=== Data excerpts ===
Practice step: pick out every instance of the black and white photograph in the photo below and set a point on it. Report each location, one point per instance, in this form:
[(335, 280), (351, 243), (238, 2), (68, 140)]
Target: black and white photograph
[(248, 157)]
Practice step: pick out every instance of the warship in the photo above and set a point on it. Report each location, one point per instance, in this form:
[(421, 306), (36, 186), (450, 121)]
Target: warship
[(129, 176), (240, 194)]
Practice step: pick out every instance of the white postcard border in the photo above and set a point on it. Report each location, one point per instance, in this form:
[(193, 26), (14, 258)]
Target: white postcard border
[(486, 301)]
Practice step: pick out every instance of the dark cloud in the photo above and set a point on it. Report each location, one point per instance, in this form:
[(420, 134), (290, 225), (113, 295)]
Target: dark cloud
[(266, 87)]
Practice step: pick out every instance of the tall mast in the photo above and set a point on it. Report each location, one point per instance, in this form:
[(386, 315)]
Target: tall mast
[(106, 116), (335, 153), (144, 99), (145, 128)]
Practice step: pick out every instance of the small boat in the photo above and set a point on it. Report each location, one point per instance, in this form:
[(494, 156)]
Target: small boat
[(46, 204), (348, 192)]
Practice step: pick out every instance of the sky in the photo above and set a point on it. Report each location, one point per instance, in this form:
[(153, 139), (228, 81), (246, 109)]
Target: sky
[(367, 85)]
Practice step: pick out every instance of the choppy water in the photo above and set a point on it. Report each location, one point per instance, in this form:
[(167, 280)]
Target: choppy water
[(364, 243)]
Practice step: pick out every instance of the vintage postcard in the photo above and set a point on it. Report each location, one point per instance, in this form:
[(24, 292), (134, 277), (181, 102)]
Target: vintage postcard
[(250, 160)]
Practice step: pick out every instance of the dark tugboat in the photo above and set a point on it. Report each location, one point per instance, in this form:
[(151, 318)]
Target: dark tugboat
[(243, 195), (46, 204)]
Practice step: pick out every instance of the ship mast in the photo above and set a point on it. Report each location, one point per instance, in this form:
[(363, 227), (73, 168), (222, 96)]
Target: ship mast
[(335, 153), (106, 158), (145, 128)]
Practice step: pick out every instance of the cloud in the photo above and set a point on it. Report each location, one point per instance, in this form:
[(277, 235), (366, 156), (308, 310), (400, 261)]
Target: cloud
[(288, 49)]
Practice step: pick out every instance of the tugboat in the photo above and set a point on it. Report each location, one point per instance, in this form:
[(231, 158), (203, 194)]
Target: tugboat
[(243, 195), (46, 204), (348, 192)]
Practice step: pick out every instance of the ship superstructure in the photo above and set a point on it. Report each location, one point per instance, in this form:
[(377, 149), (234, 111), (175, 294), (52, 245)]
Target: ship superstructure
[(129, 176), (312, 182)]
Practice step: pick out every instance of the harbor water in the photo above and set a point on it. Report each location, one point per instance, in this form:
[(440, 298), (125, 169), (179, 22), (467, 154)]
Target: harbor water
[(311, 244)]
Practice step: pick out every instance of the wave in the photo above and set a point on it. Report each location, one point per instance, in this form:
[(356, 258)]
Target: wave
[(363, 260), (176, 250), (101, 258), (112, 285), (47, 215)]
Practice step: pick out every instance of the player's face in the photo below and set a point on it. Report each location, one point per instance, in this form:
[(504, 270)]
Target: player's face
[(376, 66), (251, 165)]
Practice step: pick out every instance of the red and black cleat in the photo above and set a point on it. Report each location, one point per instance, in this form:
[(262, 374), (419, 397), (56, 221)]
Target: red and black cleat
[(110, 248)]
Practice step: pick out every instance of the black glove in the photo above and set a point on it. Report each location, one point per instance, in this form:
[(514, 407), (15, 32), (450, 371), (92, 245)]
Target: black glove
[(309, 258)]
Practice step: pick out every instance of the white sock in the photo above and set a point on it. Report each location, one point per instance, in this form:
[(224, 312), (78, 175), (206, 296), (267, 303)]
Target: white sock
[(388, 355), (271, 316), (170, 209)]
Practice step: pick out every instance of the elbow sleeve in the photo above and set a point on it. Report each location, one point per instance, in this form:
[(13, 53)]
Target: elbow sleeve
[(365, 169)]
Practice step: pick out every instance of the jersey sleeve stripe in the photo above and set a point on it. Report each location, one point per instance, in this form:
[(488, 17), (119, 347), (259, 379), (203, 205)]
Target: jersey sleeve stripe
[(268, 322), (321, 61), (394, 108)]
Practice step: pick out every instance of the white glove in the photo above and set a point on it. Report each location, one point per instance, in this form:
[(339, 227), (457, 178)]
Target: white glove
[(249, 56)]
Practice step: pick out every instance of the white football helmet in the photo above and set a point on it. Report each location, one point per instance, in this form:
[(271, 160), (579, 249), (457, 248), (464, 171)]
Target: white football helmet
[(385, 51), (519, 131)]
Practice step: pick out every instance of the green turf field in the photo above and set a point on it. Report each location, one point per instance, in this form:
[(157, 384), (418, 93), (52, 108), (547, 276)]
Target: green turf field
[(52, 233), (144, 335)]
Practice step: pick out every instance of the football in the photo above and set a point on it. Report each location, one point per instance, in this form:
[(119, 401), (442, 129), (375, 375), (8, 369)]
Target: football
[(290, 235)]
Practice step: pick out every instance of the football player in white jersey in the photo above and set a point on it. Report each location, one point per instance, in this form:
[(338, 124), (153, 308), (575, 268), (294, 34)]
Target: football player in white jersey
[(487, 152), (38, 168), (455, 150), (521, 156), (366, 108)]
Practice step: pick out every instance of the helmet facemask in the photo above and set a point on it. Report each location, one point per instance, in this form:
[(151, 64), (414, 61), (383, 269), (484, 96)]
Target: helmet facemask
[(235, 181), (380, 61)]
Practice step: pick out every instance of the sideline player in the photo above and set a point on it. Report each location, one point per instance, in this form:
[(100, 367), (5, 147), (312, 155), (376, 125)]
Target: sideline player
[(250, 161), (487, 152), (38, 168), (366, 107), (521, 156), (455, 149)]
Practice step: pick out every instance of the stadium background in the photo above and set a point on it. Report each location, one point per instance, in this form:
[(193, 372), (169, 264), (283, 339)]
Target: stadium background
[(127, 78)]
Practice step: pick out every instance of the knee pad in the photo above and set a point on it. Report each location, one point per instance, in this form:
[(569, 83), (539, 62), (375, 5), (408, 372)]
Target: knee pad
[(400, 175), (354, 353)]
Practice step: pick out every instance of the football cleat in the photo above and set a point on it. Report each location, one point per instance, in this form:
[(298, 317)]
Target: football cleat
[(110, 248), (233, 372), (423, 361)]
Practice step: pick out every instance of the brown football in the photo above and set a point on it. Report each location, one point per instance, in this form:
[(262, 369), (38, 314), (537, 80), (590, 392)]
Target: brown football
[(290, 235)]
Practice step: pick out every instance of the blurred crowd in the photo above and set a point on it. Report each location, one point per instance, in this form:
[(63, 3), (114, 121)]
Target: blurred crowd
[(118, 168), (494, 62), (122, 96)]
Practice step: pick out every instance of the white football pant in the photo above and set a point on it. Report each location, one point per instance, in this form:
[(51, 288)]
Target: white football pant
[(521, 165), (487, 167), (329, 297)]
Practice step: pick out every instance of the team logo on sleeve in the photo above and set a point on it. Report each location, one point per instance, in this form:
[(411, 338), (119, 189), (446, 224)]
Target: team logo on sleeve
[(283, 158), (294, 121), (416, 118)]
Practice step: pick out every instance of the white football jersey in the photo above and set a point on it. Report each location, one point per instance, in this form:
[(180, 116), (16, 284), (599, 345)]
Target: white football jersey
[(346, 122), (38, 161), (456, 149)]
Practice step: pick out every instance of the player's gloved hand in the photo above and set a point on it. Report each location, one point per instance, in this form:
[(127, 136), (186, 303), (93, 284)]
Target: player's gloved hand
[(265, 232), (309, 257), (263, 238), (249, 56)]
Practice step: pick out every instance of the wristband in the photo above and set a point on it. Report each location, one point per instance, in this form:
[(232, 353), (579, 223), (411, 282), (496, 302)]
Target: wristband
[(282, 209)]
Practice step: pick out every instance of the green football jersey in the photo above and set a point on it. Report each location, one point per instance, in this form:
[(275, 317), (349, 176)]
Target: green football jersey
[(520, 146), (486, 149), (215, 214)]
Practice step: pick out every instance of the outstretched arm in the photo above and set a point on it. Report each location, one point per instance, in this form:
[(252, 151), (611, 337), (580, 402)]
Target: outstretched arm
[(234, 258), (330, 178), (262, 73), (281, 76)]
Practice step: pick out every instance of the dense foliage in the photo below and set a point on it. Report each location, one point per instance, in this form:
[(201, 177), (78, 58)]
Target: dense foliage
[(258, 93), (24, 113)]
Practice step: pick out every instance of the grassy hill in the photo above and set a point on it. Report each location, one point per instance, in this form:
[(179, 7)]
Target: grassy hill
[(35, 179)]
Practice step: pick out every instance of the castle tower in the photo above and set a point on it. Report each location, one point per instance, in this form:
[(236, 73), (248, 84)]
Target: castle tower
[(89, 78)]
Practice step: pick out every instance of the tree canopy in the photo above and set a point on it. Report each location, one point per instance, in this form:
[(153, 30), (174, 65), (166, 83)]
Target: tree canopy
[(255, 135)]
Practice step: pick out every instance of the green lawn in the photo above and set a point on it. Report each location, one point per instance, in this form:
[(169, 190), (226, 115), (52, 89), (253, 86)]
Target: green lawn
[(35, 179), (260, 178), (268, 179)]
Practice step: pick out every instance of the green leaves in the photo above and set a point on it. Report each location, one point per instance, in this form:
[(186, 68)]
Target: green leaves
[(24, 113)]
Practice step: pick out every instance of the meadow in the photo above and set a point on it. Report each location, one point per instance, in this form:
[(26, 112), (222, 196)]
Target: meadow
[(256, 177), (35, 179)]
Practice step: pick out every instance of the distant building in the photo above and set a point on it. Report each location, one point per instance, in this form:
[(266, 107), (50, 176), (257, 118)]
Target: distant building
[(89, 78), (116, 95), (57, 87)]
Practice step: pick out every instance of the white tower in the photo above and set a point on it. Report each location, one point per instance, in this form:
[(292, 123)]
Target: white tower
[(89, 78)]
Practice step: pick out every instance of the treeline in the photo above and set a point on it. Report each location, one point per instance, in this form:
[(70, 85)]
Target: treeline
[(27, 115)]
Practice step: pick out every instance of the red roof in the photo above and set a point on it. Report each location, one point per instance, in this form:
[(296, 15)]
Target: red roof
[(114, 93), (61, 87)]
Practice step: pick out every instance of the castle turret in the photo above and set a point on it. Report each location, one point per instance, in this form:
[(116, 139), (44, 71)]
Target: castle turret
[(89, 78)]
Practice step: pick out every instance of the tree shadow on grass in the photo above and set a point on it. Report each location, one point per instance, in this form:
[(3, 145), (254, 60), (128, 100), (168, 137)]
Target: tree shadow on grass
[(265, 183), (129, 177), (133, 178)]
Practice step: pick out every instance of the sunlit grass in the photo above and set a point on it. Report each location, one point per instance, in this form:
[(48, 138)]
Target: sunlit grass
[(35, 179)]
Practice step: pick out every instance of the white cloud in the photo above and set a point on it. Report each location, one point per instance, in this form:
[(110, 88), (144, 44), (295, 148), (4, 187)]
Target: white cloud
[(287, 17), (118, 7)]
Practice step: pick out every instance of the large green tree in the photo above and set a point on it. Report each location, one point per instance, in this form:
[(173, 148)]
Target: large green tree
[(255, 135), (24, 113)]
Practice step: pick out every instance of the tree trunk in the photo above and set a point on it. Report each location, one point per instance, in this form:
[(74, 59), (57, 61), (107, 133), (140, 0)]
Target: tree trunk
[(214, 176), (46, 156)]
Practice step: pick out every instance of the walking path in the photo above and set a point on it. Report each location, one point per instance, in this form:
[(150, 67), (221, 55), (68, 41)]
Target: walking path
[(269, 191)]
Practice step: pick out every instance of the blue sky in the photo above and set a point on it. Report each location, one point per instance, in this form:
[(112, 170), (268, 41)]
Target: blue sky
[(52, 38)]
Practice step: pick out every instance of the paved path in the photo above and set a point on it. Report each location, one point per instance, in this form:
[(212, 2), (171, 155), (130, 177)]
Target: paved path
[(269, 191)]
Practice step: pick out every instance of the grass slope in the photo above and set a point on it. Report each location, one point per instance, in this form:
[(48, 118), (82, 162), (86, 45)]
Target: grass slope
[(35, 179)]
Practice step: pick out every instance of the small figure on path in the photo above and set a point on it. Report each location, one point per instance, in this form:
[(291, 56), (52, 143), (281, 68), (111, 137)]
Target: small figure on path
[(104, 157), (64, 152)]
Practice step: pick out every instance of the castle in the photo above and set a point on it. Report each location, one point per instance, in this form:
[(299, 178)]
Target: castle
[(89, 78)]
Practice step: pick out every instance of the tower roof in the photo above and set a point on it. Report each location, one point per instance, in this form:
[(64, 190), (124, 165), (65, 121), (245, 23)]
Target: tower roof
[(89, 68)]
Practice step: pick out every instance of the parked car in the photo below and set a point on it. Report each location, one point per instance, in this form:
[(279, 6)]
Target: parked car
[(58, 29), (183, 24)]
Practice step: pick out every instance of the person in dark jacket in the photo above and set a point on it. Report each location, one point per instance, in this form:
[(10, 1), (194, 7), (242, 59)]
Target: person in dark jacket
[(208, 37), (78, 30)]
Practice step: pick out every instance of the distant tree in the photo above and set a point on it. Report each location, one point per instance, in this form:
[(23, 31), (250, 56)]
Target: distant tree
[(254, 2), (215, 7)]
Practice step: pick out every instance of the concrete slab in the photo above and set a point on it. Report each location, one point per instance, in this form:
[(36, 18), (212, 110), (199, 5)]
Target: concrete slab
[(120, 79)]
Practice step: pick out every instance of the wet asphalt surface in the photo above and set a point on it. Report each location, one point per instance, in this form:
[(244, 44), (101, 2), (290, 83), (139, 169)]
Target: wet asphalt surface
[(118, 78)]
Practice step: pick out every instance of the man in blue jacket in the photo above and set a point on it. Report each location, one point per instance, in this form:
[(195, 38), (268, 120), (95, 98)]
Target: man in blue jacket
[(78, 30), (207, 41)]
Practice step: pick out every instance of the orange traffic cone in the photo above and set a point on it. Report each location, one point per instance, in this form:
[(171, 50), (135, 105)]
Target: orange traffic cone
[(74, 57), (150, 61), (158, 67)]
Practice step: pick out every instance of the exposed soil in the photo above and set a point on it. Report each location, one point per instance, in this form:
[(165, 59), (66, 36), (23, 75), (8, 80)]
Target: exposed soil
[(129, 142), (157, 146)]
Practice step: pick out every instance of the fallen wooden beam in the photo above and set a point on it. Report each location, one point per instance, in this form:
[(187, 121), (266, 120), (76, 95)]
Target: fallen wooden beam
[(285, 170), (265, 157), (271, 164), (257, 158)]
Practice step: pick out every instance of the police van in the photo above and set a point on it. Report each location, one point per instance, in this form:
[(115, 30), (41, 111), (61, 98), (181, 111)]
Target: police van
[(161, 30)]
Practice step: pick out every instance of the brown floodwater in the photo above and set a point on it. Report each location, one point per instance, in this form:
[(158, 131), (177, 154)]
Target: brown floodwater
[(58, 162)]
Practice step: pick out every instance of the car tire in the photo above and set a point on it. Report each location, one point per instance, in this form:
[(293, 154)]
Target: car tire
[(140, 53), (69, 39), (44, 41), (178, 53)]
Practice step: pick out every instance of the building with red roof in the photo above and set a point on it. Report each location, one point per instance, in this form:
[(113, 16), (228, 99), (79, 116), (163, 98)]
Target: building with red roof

=== Requirement ===
Go through the data above and copy each line in which "with" appears.

=== Your solution ===
Practice step: pick out every instance of the building with red roof in the photo above and set a point on it. Report each location, one point per instance, in this form:
Target: building with red roof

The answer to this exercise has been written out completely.